• DESCRIPTION OF THE TASK:
Below this line is a set of entries; quote exactly the lines from the line that contains "box: [37, 136, 93, 143]" to the line that contains "box: [467, 142, 485, 169]", both lines included.

• SOURCE INFORMATION:
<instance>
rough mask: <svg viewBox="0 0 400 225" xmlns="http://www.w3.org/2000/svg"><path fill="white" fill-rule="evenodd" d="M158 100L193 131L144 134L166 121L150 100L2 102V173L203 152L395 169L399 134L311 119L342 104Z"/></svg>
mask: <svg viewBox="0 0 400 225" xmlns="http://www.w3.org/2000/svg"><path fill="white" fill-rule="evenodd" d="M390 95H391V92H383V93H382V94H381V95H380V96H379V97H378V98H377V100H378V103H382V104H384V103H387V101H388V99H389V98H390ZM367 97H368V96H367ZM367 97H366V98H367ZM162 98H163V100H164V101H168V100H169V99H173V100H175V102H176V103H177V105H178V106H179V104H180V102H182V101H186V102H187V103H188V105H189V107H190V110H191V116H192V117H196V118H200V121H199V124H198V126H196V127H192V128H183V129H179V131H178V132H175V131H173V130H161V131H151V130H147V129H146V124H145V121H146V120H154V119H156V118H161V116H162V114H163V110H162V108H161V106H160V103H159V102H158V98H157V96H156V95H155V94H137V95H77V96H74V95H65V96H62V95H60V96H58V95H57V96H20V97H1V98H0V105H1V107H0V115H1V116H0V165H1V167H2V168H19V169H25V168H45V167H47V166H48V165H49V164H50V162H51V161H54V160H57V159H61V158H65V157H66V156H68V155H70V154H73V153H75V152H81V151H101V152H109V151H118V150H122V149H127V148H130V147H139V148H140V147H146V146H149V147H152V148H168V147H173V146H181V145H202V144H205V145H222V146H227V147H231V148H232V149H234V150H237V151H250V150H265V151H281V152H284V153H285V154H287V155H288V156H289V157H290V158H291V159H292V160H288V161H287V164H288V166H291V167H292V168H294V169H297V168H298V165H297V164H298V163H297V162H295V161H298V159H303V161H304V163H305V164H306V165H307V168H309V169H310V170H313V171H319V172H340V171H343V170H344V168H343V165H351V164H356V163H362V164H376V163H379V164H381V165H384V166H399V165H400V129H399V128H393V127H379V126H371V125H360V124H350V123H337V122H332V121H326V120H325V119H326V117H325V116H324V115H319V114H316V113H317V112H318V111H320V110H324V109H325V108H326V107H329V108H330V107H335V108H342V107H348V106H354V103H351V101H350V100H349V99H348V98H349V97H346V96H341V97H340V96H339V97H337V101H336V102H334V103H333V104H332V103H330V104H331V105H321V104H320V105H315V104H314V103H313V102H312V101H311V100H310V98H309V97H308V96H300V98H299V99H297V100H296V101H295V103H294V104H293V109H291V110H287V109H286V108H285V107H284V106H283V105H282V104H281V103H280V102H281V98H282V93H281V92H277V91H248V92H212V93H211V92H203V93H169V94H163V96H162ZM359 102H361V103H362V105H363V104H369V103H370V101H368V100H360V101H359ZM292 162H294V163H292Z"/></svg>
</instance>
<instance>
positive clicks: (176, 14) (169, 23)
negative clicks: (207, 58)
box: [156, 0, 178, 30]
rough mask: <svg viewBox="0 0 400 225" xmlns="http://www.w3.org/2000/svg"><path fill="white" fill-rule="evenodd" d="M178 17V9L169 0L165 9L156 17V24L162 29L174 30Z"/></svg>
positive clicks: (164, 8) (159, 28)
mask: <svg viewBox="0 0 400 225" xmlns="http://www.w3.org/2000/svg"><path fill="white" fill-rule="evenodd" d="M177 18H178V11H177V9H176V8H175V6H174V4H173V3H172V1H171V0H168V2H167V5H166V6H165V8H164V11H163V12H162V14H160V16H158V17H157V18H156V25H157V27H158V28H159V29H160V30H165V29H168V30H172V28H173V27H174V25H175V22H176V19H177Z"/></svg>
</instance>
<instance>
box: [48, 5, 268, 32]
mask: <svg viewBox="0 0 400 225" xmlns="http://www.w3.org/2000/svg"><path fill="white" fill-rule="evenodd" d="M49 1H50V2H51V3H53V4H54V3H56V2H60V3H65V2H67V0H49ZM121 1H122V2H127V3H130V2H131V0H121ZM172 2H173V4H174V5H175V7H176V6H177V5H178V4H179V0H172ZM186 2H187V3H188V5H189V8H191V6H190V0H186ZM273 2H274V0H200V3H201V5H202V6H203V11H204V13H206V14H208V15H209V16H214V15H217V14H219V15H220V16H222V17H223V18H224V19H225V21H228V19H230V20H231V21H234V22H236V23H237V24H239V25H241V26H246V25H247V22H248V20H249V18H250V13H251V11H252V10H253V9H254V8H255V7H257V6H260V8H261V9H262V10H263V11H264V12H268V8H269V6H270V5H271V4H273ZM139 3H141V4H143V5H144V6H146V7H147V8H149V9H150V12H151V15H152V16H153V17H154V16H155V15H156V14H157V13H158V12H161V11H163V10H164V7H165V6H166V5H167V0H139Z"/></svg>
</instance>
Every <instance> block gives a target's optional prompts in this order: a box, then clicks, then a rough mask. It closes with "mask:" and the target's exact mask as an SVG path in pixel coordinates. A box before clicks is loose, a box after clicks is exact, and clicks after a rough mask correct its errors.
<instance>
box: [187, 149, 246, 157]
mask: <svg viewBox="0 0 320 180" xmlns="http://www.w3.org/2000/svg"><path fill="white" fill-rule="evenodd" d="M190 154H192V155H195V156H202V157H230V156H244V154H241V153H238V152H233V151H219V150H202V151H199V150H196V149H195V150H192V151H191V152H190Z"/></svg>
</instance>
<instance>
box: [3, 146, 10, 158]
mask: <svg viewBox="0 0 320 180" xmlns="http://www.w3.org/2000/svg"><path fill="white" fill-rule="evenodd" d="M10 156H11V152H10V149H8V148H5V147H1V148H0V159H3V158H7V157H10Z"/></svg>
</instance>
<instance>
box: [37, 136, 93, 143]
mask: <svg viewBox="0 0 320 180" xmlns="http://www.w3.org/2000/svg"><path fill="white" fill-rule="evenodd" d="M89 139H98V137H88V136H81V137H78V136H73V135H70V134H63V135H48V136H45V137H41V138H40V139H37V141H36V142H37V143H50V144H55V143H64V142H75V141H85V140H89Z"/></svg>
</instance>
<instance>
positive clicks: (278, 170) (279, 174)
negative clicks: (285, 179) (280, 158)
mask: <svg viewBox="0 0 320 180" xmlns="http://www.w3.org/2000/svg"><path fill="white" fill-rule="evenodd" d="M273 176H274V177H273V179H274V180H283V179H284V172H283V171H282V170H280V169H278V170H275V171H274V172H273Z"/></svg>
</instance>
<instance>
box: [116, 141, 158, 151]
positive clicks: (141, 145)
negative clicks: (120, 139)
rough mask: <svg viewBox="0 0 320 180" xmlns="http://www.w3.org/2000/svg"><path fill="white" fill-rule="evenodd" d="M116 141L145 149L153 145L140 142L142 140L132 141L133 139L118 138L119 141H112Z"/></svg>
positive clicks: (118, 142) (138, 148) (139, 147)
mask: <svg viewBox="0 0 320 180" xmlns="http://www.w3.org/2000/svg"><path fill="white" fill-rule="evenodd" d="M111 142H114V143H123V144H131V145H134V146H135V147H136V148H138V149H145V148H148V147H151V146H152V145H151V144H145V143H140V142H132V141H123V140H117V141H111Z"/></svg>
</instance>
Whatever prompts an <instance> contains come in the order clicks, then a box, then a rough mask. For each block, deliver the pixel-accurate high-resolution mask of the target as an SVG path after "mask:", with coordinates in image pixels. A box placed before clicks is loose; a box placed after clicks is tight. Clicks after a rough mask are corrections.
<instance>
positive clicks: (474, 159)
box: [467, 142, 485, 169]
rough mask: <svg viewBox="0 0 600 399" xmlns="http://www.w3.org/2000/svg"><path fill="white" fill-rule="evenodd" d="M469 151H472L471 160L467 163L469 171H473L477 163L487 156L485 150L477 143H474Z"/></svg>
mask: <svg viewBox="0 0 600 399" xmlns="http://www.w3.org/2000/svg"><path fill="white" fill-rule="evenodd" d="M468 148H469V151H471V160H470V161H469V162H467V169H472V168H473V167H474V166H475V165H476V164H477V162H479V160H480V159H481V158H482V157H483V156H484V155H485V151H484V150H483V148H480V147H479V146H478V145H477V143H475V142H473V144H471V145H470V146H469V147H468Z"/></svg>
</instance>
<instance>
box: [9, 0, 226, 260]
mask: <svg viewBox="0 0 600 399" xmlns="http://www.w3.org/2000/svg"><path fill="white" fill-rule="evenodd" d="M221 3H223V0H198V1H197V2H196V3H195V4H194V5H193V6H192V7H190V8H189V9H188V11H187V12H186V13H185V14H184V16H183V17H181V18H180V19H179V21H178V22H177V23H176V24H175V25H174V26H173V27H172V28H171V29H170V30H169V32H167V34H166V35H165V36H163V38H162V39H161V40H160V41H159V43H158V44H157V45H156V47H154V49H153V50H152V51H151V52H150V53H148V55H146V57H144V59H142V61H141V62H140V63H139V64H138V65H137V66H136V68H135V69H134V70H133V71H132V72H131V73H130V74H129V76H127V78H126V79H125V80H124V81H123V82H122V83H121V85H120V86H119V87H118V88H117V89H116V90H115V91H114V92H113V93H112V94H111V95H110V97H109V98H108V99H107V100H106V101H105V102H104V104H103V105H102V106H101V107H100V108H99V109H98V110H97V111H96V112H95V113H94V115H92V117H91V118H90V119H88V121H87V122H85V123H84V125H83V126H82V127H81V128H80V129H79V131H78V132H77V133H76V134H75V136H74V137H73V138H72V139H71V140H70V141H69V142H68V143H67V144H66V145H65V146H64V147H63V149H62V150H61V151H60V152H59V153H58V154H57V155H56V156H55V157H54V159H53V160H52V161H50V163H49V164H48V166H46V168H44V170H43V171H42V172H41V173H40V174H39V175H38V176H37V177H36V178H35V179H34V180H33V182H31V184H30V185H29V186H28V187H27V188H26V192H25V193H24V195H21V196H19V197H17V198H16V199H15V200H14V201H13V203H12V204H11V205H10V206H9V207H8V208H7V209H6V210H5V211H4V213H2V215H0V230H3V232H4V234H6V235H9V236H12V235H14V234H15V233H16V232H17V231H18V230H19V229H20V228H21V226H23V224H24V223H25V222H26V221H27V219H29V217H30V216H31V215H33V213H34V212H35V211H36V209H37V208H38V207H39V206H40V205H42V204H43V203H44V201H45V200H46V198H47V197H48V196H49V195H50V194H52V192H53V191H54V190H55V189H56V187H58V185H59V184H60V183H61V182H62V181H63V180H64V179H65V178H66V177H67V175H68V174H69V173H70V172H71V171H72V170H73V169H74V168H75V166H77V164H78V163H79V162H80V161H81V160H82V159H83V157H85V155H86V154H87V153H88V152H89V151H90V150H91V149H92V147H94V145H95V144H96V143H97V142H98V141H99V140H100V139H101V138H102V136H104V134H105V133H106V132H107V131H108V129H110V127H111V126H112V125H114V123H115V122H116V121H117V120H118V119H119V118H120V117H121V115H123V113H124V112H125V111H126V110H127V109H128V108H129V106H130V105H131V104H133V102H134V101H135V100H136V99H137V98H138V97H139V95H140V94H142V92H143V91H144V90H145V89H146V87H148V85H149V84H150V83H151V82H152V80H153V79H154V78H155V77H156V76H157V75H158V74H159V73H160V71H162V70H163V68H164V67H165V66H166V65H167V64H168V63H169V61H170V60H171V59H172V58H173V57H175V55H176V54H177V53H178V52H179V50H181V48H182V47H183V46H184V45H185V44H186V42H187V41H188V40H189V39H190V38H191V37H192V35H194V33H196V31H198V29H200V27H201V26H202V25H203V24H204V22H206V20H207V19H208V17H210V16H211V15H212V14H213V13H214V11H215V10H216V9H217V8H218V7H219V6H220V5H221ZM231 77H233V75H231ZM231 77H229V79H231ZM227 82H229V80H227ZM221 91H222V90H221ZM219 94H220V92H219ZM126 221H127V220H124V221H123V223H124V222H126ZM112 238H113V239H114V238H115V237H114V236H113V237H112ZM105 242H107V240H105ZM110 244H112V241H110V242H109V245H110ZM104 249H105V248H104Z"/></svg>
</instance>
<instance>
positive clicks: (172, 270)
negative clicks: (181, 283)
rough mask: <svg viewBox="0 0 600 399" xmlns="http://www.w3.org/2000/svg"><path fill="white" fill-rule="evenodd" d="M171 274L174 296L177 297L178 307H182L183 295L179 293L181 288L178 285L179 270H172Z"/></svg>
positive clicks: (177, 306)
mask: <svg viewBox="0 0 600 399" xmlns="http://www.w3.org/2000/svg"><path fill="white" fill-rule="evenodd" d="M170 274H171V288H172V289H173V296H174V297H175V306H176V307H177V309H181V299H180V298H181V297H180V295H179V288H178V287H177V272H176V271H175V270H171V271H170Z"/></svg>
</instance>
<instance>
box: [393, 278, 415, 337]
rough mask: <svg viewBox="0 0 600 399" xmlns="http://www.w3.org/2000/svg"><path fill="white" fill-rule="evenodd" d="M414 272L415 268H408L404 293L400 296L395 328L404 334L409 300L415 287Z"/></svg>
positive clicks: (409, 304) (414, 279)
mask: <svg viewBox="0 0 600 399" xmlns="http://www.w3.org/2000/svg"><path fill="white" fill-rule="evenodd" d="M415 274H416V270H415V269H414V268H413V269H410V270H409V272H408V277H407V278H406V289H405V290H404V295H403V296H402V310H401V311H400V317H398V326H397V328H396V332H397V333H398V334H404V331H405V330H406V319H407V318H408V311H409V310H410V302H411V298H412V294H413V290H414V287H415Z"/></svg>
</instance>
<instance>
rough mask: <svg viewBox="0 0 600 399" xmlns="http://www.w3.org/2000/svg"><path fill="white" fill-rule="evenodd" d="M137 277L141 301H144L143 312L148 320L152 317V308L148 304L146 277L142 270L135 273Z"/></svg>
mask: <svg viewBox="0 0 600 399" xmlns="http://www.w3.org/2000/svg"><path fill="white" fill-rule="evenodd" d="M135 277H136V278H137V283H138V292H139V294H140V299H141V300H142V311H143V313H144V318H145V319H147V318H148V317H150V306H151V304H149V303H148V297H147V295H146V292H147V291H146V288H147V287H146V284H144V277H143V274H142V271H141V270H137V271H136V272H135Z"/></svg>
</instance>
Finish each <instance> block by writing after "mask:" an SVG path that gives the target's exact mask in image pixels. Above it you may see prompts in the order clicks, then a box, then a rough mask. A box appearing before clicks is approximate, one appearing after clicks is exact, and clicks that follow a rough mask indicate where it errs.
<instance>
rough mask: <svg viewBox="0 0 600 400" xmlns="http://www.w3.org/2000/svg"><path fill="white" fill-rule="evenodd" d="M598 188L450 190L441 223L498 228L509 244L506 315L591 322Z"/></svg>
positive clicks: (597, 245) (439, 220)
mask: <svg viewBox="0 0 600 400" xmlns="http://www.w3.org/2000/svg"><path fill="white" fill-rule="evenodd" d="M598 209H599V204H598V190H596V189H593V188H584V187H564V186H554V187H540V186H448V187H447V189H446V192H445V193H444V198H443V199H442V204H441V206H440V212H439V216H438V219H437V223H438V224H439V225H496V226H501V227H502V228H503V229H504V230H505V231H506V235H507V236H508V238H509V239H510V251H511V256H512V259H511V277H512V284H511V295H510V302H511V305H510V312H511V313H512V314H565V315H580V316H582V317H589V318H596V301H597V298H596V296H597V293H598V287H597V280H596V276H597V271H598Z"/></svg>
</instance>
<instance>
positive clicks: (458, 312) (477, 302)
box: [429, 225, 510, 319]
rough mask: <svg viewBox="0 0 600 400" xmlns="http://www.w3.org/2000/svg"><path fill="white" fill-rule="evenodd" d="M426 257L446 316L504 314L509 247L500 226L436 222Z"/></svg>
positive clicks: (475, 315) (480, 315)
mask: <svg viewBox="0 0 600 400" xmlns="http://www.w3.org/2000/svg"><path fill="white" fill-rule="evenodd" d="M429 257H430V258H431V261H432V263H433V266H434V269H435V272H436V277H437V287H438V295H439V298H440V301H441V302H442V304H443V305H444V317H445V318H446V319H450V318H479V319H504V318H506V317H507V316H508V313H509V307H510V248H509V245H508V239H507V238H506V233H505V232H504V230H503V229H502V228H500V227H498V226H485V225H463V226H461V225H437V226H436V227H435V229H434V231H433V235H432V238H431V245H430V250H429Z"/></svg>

• EXERCISE RESPONSE:
box: [37, 136, 93, 143]
mask: <svg viewBox="0 0 320 180" xmlns="http://www.w3.org/2000/svg"><path fill="white" fill-rule="evenodd" d="M89 139H98V137H88V136H81V137H78V136H73V135H70V134H63V135H48V136H45V137H41V138H40V139H37V141H36V142H37V143H50V144H55V143H64V142H75V141H85V140H89Z"/></svg>
</instance>
<instance>
positive clicks: (278, 170) (279, 174)
negative clicks: (285, 179) (280, 158)
mask: <svg viewBox="0 0 320 180" xmlns="http://www.w3.org/2000/svg"><path fill="white" fill-rule="evenodd" d="M273 176H274V177H273V179H274V180H283V179H284V172H283V171H282V170H280V169H278V170H275V171H274V172H273Z"/></svg>
</instance>
<instance>
box: [116, 141, 158, 151]
positive clicks: (141, 145)
negative clicks: (120, 139)
rough mask: <svg viewBox="0 0 320 180" xmlns="http://www.w3.org/2000/svg"><path fill="white" fill-rule="evenodd" d="M116 141L145 149L153 145L140 142L142 140L132 141L133 139L118 138L119 141H112Z"/></svg>
positive clicks: (118, 142) (138, 148) (139, 147)
mask: <svg viewBox="0 0 320 180" xmlns="http://www.w3.org/2000/svg"><path fill="white" fill-rule="evenodd" d="M111 142H114V143H123V144H131V145H134V146H135V147H136V148H138V149H145V148H148V147H151V146H152V145H151V144H145V143H140V142H132V141H123V140H117V141H111Z"/></svg>
</instance>
Whatever prompts an <instance> contains come in the order clicks, then a box, then a rough mask. For each block, deliver the pixel-accurate high-resolution mask of the target as an SVG path after "mask:", with coordinates in image pixels. A box placed before clicks is loose; a box placed after clicks is tight. Clicks after a rough mask are corrections.
<instance>
positive clicks: (474, 159)
box: [467, 142, 485, 169]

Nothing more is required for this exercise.